Given data:
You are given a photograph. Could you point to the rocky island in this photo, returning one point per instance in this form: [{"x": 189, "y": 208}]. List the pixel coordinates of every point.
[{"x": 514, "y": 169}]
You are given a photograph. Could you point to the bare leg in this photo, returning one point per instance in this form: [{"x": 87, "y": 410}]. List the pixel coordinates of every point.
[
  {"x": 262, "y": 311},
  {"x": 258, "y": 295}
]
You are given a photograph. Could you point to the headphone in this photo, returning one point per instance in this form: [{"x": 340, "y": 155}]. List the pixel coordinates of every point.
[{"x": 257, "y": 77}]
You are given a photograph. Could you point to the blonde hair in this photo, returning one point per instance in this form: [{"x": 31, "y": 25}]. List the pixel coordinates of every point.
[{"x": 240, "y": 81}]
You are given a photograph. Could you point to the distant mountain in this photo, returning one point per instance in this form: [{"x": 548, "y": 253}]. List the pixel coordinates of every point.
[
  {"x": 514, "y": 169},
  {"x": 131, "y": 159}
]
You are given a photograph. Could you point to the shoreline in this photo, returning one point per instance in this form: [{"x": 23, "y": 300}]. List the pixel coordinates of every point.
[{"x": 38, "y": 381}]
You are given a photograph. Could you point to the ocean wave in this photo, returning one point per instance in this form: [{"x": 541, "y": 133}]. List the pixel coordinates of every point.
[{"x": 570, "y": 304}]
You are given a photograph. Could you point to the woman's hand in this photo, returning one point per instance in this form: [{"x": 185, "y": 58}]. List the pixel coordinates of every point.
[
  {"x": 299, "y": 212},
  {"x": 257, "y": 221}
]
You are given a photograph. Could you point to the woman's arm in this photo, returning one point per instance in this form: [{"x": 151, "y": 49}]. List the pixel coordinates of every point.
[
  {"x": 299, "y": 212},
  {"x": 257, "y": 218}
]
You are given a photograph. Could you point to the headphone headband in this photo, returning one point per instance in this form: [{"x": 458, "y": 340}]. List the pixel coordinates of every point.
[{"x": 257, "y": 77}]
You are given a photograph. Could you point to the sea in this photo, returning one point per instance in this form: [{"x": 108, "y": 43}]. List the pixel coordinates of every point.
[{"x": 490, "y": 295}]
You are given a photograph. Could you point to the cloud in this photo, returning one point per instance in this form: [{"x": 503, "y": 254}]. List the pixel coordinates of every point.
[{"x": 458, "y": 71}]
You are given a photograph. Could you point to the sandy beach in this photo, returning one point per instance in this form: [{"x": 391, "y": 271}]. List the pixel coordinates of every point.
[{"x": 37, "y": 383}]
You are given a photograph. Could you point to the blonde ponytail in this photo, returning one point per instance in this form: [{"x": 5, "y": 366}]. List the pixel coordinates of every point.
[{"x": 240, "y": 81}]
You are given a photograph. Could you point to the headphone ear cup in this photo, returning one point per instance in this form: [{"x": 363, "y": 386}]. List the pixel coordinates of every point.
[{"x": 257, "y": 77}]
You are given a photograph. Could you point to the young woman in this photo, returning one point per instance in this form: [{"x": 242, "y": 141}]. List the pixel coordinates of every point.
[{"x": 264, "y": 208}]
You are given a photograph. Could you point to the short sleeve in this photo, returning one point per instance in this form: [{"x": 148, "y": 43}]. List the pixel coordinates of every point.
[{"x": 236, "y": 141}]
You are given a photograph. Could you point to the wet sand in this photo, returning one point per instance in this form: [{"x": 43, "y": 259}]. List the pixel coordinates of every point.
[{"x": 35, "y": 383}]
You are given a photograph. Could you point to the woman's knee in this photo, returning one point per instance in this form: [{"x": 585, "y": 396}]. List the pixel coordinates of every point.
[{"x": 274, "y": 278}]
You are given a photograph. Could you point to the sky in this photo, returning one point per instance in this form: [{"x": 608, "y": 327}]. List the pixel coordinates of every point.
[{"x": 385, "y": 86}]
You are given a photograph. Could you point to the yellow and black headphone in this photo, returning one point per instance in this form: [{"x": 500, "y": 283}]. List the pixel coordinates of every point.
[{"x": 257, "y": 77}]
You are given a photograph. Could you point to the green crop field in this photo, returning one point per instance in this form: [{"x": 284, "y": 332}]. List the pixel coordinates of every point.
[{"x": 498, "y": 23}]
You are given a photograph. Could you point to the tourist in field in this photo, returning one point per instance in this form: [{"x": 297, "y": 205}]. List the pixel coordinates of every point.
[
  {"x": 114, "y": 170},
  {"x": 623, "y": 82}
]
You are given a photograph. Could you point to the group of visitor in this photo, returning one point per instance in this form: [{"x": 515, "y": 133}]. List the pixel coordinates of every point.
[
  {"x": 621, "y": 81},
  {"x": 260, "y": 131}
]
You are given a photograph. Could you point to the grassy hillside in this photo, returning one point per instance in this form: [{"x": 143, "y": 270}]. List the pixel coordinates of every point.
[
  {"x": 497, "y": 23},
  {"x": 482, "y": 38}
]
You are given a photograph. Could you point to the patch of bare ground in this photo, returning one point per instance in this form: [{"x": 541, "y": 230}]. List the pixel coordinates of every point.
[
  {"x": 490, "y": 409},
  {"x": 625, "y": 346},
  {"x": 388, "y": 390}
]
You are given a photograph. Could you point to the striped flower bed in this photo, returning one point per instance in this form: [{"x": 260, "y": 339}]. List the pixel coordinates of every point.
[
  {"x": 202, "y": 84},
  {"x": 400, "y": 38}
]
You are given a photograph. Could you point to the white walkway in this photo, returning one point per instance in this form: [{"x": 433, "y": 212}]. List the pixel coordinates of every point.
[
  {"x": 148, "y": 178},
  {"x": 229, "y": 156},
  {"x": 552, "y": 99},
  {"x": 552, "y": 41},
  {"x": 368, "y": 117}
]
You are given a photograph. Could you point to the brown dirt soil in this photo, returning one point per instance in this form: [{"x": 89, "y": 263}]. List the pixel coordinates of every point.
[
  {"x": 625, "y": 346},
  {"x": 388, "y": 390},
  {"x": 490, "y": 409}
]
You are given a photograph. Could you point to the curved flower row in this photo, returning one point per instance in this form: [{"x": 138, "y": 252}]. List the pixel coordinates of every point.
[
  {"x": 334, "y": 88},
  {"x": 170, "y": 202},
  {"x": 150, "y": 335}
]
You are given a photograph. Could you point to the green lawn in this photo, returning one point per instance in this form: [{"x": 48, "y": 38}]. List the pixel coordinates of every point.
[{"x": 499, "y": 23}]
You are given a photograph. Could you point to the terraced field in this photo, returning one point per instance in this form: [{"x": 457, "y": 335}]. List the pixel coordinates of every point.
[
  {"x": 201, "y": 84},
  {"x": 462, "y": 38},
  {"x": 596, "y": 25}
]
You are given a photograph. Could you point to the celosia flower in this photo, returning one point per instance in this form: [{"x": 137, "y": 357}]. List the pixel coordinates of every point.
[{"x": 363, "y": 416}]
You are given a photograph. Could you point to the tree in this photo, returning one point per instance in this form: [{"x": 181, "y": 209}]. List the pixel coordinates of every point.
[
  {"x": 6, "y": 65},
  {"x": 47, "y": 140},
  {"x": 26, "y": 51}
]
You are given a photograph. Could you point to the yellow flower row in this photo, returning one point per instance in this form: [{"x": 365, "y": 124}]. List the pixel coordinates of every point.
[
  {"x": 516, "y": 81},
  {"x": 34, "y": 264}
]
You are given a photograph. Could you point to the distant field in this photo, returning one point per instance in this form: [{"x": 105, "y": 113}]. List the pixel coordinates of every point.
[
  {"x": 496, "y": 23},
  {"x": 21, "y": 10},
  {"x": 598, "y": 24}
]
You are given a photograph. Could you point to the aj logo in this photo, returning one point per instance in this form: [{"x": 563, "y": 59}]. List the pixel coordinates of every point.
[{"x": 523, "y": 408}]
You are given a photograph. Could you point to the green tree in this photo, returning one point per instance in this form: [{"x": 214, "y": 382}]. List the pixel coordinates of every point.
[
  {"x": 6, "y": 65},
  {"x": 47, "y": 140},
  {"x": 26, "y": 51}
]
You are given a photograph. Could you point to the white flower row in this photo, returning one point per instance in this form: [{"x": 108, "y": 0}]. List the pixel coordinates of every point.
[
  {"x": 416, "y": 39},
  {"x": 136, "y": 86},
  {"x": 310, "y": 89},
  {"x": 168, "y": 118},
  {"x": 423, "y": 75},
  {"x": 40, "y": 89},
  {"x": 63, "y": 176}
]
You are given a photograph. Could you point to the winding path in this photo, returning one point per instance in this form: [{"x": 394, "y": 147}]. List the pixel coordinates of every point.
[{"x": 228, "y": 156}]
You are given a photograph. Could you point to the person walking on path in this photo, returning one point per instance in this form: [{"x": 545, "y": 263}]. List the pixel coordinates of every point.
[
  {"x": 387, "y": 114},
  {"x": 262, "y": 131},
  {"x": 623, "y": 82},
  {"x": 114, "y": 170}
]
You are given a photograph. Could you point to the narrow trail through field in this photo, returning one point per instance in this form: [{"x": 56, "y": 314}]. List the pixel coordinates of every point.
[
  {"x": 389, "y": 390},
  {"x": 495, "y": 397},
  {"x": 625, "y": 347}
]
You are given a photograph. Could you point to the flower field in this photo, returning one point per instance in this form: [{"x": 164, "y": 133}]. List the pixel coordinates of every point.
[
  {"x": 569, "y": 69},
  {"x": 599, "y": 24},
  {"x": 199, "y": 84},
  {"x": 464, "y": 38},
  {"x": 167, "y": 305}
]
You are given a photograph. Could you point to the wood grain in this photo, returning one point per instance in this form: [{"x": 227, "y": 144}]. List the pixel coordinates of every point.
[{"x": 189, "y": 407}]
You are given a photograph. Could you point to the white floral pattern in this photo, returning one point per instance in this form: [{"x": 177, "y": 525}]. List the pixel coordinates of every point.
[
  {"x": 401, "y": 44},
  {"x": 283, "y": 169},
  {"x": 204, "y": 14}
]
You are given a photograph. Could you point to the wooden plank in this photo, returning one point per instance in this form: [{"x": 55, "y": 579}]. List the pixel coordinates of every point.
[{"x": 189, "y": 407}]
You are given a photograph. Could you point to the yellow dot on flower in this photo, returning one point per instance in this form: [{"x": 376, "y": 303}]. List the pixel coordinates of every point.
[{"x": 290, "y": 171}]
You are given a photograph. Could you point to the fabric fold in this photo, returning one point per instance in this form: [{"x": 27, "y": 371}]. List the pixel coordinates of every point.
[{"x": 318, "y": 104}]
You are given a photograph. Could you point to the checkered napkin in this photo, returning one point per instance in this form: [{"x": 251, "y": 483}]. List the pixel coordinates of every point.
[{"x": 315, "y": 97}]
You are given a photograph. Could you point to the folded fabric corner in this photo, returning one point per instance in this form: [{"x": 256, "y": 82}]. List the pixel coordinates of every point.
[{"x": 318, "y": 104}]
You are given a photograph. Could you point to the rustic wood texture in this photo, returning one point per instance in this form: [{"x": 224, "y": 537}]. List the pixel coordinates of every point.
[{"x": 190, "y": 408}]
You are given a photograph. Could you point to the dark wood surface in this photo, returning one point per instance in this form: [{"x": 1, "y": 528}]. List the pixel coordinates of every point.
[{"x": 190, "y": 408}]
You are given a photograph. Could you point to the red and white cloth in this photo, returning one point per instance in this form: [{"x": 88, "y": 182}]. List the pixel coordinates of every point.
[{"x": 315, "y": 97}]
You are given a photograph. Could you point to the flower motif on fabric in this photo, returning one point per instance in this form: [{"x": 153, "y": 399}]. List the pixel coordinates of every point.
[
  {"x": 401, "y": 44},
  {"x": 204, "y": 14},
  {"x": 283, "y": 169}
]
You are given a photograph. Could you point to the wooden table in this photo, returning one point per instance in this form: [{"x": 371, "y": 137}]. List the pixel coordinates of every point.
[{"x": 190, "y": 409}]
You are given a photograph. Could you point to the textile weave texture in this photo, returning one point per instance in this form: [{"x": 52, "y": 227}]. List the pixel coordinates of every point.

Task goal:
The lines to reproduce run from the one that contains "the flower motif" through the last line above; copy them exactly.

Result below:
You are given a photograph. Could you point to the flower motif on fabric in this photo, returning one point per instance in this form: [{"x": 153, "y": 399}]. List the pixel coordinates of every point.
[
  {"x": 401, "y": 44},
  {"x": 204, "y": 14},
  {"x": 283, "y": 169}
]
You are given a photograph. Could you point to the wooden table in this photo, returning one point per instance in this form: [{"x": 371, "y": 137}]. List the pixel coordinates of every point.
[{"x": 190, "y": 409}]
You are given a photograph. Could you point to the textile weave texture in this photo, returning one point per instance in this form: [{"x": 52, "y": 227}]. List the pixel coordinates of every point.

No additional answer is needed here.